Pointing and labeling entries:

--- START ---

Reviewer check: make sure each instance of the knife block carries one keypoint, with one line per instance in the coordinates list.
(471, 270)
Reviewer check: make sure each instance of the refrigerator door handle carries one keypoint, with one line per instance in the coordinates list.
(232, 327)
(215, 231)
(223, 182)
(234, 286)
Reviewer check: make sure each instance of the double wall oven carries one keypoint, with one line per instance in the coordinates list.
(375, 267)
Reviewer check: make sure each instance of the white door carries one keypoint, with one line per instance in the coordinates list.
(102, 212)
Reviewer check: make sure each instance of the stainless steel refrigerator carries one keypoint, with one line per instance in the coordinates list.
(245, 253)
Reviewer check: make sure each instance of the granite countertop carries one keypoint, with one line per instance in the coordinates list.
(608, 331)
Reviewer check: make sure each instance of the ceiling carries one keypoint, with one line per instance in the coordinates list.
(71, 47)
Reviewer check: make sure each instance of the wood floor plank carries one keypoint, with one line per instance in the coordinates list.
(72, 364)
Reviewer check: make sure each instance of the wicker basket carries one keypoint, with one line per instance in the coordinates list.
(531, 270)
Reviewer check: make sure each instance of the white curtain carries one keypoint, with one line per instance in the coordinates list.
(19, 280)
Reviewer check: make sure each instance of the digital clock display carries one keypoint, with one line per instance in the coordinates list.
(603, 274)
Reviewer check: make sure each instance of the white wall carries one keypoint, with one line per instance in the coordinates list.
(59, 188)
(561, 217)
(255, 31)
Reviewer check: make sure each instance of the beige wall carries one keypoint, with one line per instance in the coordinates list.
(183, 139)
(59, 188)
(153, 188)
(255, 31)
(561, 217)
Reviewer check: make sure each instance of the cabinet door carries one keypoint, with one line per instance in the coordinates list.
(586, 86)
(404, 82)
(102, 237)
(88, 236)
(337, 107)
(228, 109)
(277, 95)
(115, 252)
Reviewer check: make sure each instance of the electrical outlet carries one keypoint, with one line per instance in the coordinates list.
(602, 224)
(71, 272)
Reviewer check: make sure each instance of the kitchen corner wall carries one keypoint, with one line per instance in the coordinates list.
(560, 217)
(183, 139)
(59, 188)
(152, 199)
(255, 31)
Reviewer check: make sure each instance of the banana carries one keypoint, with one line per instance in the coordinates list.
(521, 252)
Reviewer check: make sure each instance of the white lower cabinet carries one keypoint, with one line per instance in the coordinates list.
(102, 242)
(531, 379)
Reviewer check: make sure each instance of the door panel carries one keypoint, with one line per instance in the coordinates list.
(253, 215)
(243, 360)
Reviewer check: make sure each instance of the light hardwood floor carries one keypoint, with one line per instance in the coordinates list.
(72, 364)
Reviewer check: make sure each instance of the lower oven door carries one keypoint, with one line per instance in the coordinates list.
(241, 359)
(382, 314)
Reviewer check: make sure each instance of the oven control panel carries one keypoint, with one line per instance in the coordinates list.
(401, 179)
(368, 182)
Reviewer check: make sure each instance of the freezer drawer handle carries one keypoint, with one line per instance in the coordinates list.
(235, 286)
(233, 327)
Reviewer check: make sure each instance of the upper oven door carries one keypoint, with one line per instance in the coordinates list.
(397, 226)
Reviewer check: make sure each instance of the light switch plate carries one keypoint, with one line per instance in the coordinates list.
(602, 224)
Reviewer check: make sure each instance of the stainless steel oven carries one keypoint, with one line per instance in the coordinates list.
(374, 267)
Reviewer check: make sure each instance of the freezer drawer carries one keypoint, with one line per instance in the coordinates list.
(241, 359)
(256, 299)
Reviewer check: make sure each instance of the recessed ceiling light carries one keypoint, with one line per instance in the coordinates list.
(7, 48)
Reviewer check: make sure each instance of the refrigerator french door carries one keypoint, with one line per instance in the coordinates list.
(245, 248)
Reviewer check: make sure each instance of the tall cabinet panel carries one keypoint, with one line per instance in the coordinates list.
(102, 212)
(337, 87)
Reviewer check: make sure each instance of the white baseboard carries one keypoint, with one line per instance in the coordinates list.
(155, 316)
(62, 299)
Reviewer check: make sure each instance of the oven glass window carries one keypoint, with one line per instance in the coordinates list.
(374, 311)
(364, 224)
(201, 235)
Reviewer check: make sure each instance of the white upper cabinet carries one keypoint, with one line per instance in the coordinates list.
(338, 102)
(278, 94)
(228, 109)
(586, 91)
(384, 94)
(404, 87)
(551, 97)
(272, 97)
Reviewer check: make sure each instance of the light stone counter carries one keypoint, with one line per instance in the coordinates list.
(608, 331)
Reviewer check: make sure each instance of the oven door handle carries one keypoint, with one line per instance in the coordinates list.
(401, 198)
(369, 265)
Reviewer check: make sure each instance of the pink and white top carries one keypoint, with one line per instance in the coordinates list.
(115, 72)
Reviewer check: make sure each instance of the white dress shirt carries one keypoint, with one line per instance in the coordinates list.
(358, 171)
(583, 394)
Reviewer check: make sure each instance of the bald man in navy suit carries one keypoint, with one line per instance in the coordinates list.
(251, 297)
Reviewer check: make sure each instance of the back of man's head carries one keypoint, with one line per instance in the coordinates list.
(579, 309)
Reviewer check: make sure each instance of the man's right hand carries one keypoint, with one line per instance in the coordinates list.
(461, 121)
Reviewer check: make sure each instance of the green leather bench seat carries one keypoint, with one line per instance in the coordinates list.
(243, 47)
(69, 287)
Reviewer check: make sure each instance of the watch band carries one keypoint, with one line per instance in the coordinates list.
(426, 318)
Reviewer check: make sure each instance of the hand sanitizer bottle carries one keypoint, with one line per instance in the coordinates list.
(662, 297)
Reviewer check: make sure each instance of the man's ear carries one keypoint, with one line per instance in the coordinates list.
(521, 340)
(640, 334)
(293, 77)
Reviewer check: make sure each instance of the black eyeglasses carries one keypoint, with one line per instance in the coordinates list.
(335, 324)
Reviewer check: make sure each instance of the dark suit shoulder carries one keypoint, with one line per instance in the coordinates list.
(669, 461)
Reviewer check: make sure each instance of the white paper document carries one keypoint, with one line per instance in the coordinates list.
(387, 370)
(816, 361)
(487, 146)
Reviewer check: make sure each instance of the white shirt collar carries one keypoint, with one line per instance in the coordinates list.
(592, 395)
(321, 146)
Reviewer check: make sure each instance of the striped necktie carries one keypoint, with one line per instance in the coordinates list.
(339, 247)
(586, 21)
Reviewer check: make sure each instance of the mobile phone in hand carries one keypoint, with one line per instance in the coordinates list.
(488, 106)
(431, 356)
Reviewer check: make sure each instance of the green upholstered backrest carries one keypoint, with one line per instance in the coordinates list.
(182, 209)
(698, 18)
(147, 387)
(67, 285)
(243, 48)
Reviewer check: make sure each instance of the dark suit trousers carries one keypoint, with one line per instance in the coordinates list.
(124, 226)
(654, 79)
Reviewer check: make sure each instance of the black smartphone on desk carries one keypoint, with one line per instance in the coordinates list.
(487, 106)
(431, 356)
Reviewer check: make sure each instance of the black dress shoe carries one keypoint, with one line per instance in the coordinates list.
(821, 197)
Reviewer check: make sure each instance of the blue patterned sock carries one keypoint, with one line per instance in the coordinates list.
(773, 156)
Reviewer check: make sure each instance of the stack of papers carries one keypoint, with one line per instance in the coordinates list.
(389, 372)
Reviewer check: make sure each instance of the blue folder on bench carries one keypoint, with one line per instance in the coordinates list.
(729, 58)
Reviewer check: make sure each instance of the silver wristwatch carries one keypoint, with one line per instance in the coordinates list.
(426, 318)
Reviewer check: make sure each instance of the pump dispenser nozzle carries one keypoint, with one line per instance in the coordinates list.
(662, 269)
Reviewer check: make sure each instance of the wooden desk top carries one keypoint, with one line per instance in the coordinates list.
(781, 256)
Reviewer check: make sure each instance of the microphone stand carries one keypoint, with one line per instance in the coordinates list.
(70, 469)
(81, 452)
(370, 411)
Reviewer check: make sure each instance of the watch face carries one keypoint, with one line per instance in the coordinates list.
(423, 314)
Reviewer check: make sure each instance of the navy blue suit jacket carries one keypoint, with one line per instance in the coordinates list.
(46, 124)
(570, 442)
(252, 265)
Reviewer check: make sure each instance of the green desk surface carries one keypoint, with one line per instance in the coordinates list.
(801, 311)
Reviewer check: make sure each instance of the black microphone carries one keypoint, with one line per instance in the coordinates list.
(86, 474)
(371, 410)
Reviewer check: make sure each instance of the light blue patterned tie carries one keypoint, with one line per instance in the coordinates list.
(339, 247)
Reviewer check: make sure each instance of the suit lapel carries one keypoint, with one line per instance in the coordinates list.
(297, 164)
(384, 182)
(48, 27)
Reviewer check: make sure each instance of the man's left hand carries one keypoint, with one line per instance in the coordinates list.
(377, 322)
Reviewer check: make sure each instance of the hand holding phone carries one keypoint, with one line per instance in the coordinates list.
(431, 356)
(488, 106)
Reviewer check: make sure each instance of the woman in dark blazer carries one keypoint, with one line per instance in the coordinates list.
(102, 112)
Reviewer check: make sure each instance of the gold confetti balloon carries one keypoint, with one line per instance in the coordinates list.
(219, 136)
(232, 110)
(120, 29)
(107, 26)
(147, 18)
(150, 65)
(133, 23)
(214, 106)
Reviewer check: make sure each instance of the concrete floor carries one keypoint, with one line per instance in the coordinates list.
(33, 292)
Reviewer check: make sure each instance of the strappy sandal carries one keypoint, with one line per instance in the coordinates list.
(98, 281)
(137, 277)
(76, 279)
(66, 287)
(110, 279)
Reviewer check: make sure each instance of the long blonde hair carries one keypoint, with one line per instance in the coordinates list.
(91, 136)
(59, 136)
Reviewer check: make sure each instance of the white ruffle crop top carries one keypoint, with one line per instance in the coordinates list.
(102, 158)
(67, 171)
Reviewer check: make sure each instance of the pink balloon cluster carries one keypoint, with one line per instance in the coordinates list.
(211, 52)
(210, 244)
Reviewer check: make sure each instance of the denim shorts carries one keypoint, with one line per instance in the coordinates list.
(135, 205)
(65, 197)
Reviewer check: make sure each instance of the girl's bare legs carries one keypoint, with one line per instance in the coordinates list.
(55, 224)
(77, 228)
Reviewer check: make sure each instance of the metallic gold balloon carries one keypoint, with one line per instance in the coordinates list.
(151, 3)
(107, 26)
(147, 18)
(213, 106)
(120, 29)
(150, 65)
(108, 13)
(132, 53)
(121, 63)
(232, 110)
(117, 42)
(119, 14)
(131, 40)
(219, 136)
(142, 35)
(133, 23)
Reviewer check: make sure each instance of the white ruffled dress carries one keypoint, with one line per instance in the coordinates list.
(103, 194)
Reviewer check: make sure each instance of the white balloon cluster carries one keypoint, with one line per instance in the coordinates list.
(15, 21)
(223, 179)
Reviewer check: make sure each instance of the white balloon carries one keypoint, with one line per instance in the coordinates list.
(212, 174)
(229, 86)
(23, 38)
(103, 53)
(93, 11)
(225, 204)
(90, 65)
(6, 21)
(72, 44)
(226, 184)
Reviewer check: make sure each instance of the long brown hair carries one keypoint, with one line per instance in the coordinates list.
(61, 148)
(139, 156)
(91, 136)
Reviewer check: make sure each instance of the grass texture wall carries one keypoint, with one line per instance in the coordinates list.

--- END ---

**What needs to be done:**
Write out exactly the final stretch of the records: the line containing "Reviewer check: make sure each instance of the concrete" and every line after it, through the last, and nothing else.

**Answer below:**
Reviewer check: make sure each instance of the concrete floor carries one keypoint, with one line per instance in the coordinates list.
(33, 292)
Reviewer check: make sure each instance of the strappy sandal carries one keypoint, with one line per instance in the coordinates list.
(98, 281)
(137, 277)
(76, 279)
(66, 287)
(110, 279)
Reviewer check: make sure each instance of the long blonde hair carries one keypoint, with one line per instance in the coordinates list.
(91, 136)
(59, 136)
Reviewer check: make sure each instance of the white ruffle crop top carries one keypoint, with one line per instance in the coordinates list.
(102, 158)
(67, 171)
Reviewer check: make sure each instance of the pink balloon cluster carries one keypoint, with one line per instance in the coordinates list.
(211, 52)
(210, 244)
Reviewer check: make sure each instance of the denim shorts carries one keypoint, with one line per instance in the coordinates list.
(135, 205)
(65, 197)
Reviewer check: make sure each instance of the girl's bare legs carries one keypoint, with one line per instance in the coordinates list.
(55, 224)
(77, 228)
Reviewer check: make sure each instance of the metallic gold balloon carries one keypoint, with one line per instance in the coordinates list.
(151, 3)
(107, 26)
(147, 18)
(213, 106)
(120, 29)
(150, 65)
(108, 13)
(132, 53)
(121, 63)
(232, 110)
(117, 42)
(119, 14)
(131, 40)
(219, 136)
(142, 35)
(133, 23)
Reviewer check: make sure each instance of the white ruffled dress carries one keypoint, with one line per instance in the coordinates list.
(103, 194)
Reviewer check: make sure each instance of the white balloon cluster carries one keypoint, with one line per instance in the coordinates list.
(15, 21)
(223, 179)
Reviewer check: make sure each instance of the white balloon carries one keypoint, with one line per instance in the coordinates list.
(212, 174)
(229, 86)
(23, 38)
(103, 53)
(93, 11)
(225, 204)
(90, 65)
(6, 21)
(72, 44)
(226, 184)
Reviewer check: make sure each instance of the long brown hair carries one keypoint, with one line per instance in the coordinates list.
(61, 148)
(139, 156)
(91, 136)
Reviewer check: make sure each instance of the grass texture wall carries one keypoint, with one line per instance in the coordinates list.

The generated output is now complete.